▶ **Stored records**:
[Start of section]

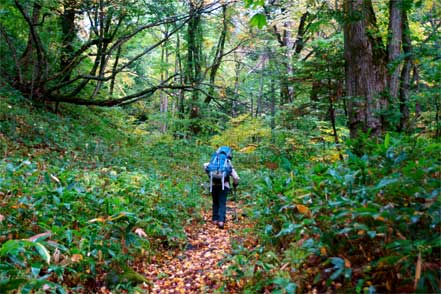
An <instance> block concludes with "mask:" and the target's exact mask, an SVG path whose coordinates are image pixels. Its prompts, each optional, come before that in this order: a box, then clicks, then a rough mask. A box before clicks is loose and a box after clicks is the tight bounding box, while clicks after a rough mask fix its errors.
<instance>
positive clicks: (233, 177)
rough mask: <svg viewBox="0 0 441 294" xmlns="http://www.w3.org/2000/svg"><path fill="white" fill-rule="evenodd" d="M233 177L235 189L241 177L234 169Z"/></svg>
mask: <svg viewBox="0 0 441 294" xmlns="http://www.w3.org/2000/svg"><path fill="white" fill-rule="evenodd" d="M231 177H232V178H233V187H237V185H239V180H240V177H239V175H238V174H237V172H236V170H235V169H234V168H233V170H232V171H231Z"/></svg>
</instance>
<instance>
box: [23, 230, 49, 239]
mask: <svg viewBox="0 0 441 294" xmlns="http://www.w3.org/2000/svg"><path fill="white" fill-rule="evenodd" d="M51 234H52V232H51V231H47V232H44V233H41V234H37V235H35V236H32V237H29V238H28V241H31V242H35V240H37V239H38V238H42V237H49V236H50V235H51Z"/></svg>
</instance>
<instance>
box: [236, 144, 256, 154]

[End of section]

All entries must come back exactly as written, though without their pictures.

An <instance> block concludes with "mask:" and the target's exact mask, an SVG path whose coordinates are image pixels. Its prompts, each optional, come before that in this order: a box, then clicks, then a rough mask. A box before clicks is loose and a box after clicks is the tight bounding box, while clicks after a rough mask fix its errors.
<instance>
positive clicks: (233, 177)
rough mask: <svg viewBox="0 0 441 294" xmlns="http://www.w3.org/2000/svg"><path fill="white" fill-rule="evenodd" d="M233 177L235 189L241 177L234 169Z"/></svg>
mask: <svg viewBox="0 0 441 294" xmlns="http://www.w3.org/2000/svg"><path fill="white" fill-rule="evenodd" d="M231 177H232V178H233V187H237V185H239V180H240V177H239V175H238V174H237V172H236V170H235V169H234V168H233V170H232V171H231Z"/></svg>
</instance>
<instance>
box: [23, 230, 49, 239]
mask: <svg viewBox="0 0 441 294" xmlns="http://www.w3.org/2000/svg"><path fill="white" fill-rule="evenodd" d="M51 234H52V232H51V231H47V232H44V233H41V234H37V235H35V236H32V237H29V238H28V241H31V242H35V240H37V239H38V238H42V237H49V236H50V235H51Z"/></svg>
</instance>
<instance>
box: [236, 144, 256, 154]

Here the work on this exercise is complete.